DOCUMENT EXTRACT:
_ _ _ _ _

Shapton Glass 1k or 2k is around $60ish
Chosera $65ish (Amazon)
Kinge Hyper $65ish (imported)


----------



## galvaude (Jan 22, 2019)

Buy nice don’t buy twice.

Shapton pro’s are a lot of value for the money. Start with the 1k and get another one later on, buy a lattening plate right away, atoma 140 or dmt xxc.


----------



## Ivan Hersh (Feb 2, 2019)

I started with a King 1000/6000 and a good quality stone holder.


----------



## slickmamba (Feb 2, 2019)

My first good stone was the chosera 800 and I am very happy with it, then bought a 3000 soon after


----------



## slickmamba (Feb 2, 2019)

galvaude said:


> Buy nice don’t buy twice



Stones last years, so think of it as an investment over several years, $40 spread over 5+ years(depending on how much you sharpen/thin) is not much different than $60-80 over that time.


----------



## hawkoath (Feb 3, 2019)

king 1000/6000 would be my suggestion. probably the best value stone and great for a beginner as well


----------



## Ivan Hersh (Feb 3, 2019)

_ _ _ _ _

ENTRIES SUPPLIED:
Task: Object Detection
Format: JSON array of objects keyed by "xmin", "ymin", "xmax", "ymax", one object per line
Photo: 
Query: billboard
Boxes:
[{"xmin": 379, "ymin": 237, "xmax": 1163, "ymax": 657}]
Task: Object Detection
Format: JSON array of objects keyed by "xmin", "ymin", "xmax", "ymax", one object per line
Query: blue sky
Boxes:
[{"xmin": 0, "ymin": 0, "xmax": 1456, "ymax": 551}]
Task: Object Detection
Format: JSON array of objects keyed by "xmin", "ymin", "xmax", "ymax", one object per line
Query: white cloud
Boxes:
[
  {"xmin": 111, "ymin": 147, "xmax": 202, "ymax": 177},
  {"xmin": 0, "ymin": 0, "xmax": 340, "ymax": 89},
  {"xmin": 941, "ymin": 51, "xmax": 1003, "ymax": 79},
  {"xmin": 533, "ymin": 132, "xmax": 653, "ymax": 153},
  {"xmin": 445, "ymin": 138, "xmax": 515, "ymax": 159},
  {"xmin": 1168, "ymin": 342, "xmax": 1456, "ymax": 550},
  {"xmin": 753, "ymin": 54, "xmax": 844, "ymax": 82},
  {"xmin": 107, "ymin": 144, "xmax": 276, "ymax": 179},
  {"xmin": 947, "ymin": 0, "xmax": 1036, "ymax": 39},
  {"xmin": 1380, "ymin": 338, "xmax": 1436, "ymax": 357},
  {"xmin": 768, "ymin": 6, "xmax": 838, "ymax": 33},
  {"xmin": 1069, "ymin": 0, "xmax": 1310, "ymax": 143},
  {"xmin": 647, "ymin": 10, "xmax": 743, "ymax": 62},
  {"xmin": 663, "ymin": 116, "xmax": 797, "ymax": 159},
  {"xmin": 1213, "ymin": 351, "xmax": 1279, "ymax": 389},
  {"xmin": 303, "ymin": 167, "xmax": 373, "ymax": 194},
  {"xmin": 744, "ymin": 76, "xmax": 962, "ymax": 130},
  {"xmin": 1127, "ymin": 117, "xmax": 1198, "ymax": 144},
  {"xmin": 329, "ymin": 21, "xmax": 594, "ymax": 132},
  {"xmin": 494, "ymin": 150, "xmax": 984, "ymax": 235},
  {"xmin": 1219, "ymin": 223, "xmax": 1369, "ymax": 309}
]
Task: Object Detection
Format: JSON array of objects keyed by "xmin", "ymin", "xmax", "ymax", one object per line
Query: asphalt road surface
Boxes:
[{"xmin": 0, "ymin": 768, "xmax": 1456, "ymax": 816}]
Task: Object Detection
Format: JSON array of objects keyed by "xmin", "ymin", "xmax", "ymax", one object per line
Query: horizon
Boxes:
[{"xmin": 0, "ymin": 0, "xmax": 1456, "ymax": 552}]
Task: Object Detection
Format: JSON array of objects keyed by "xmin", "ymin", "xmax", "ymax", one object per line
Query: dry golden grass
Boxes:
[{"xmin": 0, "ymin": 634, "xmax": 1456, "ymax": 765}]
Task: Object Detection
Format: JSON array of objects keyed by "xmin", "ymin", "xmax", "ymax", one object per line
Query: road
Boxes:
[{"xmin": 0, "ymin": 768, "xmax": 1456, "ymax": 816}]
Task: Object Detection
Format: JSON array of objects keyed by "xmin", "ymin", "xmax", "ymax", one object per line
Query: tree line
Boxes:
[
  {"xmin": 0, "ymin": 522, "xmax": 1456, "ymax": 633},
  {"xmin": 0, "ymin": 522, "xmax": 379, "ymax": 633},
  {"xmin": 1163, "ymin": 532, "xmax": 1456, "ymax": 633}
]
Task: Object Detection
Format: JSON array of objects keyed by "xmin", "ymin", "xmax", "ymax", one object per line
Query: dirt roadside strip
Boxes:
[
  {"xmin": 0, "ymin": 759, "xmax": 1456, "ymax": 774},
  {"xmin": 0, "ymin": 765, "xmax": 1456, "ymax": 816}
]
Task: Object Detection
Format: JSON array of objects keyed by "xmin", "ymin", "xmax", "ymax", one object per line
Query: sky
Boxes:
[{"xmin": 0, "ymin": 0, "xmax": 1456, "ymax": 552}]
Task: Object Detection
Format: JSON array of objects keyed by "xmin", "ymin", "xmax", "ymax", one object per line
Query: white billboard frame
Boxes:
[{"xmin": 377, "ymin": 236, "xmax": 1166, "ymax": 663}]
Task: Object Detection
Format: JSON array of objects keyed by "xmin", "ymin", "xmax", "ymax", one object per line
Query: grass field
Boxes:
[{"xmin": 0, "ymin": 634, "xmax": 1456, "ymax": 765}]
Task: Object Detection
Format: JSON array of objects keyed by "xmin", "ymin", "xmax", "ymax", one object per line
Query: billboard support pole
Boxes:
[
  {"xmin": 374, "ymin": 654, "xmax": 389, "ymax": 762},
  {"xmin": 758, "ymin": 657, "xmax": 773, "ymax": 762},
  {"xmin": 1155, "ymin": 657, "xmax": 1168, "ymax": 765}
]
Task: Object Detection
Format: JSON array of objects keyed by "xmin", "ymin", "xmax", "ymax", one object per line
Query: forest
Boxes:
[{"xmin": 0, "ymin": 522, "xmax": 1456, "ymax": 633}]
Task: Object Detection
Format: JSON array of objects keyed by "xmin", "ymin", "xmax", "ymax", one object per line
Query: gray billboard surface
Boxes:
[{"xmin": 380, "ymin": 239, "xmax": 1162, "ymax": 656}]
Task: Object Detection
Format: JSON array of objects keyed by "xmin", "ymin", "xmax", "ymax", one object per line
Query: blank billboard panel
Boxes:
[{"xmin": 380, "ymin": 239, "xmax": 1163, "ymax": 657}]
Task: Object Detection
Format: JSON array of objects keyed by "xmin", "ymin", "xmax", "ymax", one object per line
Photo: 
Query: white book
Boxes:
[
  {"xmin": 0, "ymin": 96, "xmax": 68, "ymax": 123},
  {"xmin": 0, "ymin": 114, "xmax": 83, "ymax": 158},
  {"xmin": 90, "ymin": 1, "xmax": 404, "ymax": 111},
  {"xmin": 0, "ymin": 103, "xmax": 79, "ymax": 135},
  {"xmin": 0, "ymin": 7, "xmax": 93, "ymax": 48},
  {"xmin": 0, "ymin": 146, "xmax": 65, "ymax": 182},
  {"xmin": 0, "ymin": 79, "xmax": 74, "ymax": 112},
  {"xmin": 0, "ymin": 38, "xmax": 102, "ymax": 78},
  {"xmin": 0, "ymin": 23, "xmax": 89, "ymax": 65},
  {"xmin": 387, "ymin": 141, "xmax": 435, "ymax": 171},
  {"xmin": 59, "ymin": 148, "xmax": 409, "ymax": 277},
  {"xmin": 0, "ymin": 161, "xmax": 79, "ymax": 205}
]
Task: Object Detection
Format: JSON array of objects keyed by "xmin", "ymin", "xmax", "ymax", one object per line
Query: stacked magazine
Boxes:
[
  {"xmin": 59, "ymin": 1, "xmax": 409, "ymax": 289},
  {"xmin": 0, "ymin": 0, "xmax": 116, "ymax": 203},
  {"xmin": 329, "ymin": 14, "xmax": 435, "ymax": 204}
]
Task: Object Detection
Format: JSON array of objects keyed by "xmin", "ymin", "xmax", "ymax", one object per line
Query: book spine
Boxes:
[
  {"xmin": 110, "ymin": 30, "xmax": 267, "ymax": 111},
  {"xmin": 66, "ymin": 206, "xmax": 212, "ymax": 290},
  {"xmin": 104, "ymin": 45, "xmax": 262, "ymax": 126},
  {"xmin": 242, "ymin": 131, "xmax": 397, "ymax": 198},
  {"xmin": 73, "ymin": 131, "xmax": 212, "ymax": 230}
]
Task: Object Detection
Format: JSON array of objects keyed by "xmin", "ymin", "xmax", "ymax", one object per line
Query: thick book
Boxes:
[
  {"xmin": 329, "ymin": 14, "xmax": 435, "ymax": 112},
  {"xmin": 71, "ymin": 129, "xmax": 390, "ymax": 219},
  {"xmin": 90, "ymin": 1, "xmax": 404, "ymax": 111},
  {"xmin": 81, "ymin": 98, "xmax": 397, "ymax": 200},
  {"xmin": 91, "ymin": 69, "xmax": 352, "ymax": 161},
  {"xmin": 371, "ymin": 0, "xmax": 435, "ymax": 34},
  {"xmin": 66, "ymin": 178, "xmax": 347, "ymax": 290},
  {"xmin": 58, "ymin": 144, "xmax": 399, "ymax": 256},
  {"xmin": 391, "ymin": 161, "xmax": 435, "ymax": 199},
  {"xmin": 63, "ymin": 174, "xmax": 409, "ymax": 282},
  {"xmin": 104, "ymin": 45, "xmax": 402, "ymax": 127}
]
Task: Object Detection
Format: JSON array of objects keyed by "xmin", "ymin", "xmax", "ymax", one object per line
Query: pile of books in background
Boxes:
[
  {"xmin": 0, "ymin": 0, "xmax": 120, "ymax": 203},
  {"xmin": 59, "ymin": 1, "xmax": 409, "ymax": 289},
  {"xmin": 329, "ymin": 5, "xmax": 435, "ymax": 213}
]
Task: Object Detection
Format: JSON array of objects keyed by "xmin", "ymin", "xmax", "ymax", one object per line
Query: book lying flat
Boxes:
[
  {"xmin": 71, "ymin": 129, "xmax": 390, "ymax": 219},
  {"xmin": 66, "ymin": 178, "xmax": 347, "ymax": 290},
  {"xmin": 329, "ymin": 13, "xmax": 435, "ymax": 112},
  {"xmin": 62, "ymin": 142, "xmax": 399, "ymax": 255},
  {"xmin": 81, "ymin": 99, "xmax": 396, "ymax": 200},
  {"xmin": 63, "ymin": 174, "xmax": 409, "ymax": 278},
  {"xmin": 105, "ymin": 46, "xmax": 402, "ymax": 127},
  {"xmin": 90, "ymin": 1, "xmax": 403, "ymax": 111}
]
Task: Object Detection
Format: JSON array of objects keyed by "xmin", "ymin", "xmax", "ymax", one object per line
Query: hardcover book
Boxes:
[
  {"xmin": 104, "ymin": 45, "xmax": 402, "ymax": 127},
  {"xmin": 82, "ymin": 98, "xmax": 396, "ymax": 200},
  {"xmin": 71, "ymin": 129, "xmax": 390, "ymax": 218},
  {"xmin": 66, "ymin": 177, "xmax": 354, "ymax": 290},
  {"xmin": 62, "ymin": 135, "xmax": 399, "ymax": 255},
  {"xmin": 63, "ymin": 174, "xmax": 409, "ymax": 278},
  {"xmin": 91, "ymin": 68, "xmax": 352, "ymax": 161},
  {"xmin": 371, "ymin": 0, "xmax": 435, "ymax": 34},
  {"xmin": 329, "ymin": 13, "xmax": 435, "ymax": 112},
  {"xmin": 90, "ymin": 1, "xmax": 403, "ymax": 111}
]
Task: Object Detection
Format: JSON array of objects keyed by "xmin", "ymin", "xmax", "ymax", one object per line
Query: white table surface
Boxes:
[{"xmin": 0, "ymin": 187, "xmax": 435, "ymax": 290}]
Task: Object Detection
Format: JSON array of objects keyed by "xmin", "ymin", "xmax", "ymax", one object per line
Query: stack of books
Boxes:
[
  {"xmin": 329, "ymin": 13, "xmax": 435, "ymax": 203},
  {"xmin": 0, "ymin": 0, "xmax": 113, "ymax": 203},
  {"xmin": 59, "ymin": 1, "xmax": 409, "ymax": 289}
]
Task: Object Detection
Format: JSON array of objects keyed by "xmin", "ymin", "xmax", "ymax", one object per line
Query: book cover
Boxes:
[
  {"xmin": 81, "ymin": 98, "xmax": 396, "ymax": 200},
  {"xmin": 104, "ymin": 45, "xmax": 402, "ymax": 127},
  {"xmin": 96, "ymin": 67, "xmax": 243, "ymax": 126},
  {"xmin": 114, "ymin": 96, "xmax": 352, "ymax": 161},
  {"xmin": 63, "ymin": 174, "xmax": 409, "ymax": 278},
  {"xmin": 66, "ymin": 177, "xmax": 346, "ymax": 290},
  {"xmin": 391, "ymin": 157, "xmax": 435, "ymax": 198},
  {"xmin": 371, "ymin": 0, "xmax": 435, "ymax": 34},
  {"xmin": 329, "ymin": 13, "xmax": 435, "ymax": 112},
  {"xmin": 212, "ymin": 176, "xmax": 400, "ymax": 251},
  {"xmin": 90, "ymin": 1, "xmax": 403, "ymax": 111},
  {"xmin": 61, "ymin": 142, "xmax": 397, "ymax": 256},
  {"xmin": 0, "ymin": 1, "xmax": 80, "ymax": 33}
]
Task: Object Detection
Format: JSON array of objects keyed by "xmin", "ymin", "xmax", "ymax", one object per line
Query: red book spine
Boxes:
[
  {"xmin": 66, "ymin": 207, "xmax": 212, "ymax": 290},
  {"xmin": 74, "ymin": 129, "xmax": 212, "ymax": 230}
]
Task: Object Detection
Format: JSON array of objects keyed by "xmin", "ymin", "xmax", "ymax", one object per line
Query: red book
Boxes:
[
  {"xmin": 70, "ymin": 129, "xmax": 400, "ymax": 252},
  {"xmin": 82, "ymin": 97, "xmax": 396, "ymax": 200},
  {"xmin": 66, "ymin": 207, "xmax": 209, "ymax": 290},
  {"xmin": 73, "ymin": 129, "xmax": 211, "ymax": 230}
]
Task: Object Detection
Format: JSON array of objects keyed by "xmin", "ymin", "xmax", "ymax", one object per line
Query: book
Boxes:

_ _ _ _ _

TASK LIST:
(1) In the sharpening stone thread, which stone did Ivan Hersh start with?
(2) Output the part of the sharpening stone thread that opens with the words containing "## galvaude (Jan" and closes with "quality stone holder.".
(3) List every distinct username that appears in a post header of the sharpening stone thread.
Work from the sharpening stone thread alone, without drawing on the material.

SOLUTIONS BY TASK:
(1) A King 1000/6000.

(2)
## galvaude (Jan 22, 2019)

Buy nice don’t buy twice.

Shapton pro’s are a lot of value for the money. Start with the 1k and get another one later on, buy a lattening plate right away, atoma 140 or dmt xxc.


----------



## Ivan Hersh (Feb 2, 2019)

I started with a King 1000/6000 and a good quality stone holder.

(3) galvaude, Ivan Hersh, slickmamba, hawkoath